Rescale only the lines from the one containing "Each matching instance of the man's nose" through the last line, both included, and write them out again with their requests: multiply every coordinate in the answers by 1.1 and round each to a whole number, rounding halves up.

* Recorded data:
========================================

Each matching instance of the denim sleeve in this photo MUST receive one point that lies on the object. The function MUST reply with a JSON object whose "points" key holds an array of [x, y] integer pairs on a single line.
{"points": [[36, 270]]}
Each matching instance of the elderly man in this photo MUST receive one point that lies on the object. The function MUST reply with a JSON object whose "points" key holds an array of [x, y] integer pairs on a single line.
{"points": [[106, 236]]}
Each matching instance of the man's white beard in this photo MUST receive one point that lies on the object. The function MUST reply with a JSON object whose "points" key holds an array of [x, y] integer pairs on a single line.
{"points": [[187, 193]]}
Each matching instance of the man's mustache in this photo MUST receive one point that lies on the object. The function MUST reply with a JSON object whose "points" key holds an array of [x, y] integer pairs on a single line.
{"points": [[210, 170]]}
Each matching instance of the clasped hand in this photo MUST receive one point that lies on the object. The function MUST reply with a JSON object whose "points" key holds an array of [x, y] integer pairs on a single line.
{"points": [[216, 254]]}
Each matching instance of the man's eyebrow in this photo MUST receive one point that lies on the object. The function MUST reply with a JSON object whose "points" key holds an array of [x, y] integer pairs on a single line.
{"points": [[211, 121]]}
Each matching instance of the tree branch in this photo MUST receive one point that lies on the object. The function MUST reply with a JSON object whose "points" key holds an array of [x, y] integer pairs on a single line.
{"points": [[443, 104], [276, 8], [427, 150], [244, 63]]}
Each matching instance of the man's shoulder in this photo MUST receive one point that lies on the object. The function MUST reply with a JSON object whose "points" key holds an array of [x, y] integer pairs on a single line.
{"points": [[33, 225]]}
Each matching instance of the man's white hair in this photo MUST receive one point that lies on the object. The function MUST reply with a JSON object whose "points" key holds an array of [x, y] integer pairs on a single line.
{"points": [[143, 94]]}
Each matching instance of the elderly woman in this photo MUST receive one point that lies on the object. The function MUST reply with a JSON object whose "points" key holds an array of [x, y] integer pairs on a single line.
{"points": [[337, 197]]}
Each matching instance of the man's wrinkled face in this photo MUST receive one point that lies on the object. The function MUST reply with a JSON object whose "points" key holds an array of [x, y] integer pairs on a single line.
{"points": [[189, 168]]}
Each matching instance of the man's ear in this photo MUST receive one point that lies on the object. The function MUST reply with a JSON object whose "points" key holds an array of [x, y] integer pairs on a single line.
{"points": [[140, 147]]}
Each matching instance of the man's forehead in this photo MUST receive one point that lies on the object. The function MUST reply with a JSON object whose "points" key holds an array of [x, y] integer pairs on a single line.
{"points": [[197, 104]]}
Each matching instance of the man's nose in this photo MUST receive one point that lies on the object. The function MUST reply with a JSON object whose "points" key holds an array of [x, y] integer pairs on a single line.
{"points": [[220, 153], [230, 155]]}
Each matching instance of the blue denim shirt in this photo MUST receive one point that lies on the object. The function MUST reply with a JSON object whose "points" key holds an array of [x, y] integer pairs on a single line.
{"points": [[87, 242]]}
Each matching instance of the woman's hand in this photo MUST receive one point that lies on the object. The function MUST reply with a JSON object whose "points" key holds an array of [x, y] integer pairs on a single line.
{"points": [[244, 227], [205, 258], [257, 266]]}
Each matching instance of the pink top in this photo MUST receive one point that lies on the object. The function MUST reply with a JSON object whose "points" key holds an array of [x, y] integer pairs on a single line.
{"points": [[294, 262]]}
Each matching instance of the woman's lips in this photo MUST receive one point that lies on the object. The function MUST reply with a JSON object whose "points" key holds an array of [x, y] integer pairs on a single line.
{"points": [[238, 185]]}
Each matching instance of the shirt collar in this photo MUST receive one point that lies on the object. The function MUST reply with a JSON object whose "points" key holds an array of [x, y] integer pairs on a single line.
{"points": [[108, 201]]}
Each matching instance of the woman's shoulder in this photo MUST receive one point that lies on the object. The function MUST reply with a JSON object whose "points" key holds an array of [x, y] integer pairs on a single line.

========================================

* Expected answer:
Each matching instance of the man's nose in this photo MUST receive one point that lies on the object. The function MUST reply with a JSON object whose "points" key holds an array of [x, y] integer pairs on a single line.
{"points": [[242, 168], [253, 171]]}
Each matching instance of the blue denim shirt in this photo MUST receive one point that lies on the object. The function MUST reply with a JSON object whose "points" key holds an array of [x, y] integer pairs on a single line.
{"points": [[96, 266]]}
Each matching instance of the woman's hand in this photo MUST receive one point that lies on the object. The function MUST reply with a JSON object whose "points" key holds an array of [x, y] integer pairs on a single line.
{"points": [[268, 250], [226, 284], [283, 293]]}
Each matching instance of the pink top in this photo MUST receive one point that lies on the object. The function MUST reply with a JSON object whose "points" key holds an array of [x, y] integer pairs on a single line.
{"points": [[323, 288]]}
Each matching instance of the woman's lips in this photo MUST receive one point that lies on the object. The function MUST reply with a JSON object whose "points" key holds an array of [x, y] integer pairs on a single line.
{"points": [[262, 204]]}
Each matching instance of the shirt collar in this photo MUST receive one point that lies on the object. The function MUST reply with a JSON object whose "points" key holds an array of [x, y] integer pairs on a single line.
{"points": [[119, 221]]}
Each matching instance of the woman's shoulder in this photo MUST receive one point that lies on the object. The function MUST reply with a JSON object whose "points" key holds an array of [x, y] integer pairs on a single line.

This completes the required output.